I know we all have days where we can't do what we should do. Maybe it's lack of personal motivation that makes us skip working out or clean the house. Maybe it's fear of side effects that makes us skip medication, or that we're just so tired of being sick and skipping a Vest treatment makes us feel like a normal person for a moment. I admit I've fallen prey to those traps now and then.
My friends and doctors know me as a compliant patient. Sure, I'm not perfect. Treatments do get missed because I get busy, mainly. As a matter of fact, I just realized this morning that it's May already! I'd completely forgotten to switch to Cayston (which I'll do tonight - gotta get out the stool to get down the Altera from the top shelf) and to start new insulin pens. So, in this case, my non-compliance to the usual orders was just due to plain old forgetfulness.
But some non-compliance can't be blamed on forgetfulness or a busy schedule or just needing "a day off". Some of it is directly attributable to fear. I talked to a woman briefly after the last transplant meeting who said her 16-yo w/ CF has been evaluated for transplant, but is not coming to the patient meetings. He says he feels like he doesn't need to, yet. I kind of get that, being myself one of the patients all the other patients look at and think "you're not on oxygen, you don't need a transplant". There's a pressure there as someone who's not in the O2-carrying crowd. But this kid is just acting out on his fear. The fact is that he WILL need a transplant someday and if he's already been referred and evaluated, then that day is within the next couple/few years. And he needs to attend those meetings now, or they won't list him.
How do I know that? How can I be sure that a patient who is non-compliant regarding attending educational meetings won't be listed? Because one of the women I've seen at two of the meetings now was denied for that very reason! She got sicker and sicker, the doctors met and then told her that while she does indeed need to be put on the list, they can't do it because her non-attendance is evidence of her non-compliance. If she won't listen to doctor's orders about something as simple as going to some seminars, what else won't she listen to? So now she's attending the meetings. I'd say "good for her", but really....how can someone be so stupid in the first place?
Dr Lederer touched on non-compliance very briefly and I asked him how many patients become non-compliant after transplant. (After all, being transplanted is a whole new condition to manage.) My thought was that some patients will fall into the trap of "I feel so great now, why am I taking all these pills? Maybe I can skip this doctor appointment?" etc. He said perhaps 5%. To me, that number is shockingly high, but perhaps that really represents a 95% compliance rate, which in the medical community is also shockingly high. Lederer blamed post-tx non-compliance as one of the reasons for post-tx rejection complications.
I guess my question is: why don't post-tx patients stay compliant 100% of the time? Why do some fall off the wagon? Is it for the same reasons we fall off the wagon before transplant? Or a different slew of reasons altogether?

[Provided material]

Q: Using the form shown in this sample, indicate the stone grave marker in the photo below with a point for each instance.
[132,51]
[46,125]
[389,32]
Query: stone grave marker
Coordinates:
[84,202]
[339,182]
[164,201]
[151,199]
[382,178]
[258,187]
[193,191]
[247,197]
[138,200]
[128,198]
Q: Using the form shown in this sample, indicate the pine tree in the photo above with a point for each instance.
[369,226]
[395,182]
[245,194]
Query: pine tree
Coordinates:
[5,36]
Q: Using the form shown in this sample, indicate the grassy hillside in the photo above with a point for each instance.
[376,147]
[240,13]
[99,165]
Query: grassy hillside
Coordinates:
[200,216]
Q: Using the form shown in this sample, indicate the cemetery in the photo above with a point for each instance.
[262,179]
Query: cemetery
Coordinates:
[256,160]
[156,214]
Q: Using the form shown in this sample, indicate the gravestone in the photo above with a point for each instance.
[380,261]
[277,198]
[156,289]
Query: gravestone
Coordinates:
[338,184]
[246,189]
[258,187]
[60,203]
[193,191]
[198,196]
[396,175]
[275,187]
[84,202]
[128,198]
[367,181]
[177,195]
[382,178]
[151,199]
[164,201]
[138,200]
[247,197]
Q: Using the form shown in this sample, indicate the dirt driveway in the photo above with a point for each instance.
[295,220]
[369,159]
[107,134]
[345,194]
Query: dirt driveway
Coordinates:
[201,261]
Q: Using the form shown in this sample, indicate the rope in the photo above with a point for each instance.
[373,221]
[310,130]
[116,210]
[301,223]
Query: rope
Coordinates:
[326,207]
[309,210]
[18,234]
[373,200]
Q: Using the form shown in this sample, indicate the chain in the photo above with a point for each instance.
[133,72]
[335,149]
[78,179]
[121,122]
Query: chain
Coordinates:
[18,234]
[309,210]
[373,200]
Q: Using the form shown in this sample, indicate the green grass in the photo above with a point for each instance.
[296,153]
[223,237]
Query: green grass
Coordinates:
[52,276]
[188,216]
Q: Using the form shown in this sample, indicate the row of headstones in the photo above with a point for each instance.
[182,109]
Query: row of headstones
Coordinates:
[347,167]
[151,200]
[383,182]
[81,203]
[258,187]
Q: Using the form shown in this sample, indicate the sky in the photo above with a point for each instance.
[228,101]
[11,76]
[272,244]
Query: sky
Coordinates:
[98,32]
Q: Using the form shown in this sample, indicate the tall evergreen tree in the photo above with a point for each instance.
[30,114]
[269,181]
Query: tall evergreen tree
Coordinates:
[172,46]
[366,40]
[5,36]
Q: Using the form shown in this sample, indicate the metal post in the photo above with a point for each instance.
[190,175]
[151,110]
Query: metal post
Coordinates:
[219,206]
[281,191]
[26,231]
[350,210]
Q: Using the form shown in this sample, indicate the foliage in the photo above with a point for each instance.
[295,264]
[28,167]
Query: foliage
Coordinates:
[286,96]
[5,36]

[Study questions]
a) From the blog post on treatment non-compliance, extract the passage starting with "But some non-compliance" and going on through "won't list him.".
b) According to the blog post on treatment non-compliance, what share of patients did Dr Lederer say become non-compliant after transplant?

[Solved tasks]
a)
But some non-compliance can't be blamed on forgetfulness or a busy schedule or just needing "a day off". Some of it is directly attributable to fear. I talked to a woman briefly after the last transplant meeting who said her 16-yo w/ CF has been evaluated for transplant, but is not coming to the patient meetings. He says he feels like he doesn't need to, yet. I kind of get that, being myself one of the patients all the other patients look at and think "you're not on oxygen, you don't need a transplant". There's a pressure there as someone who's not in the O2-carrying crowd. But this kid is just acting out on his fear. The fact is that he WILL need a transplant someday and if he's already been referred and evaluated, then that day is within the next couple/few years. And he needs to attend those meetings now, or they won't list him.

b) Perhaps 5%.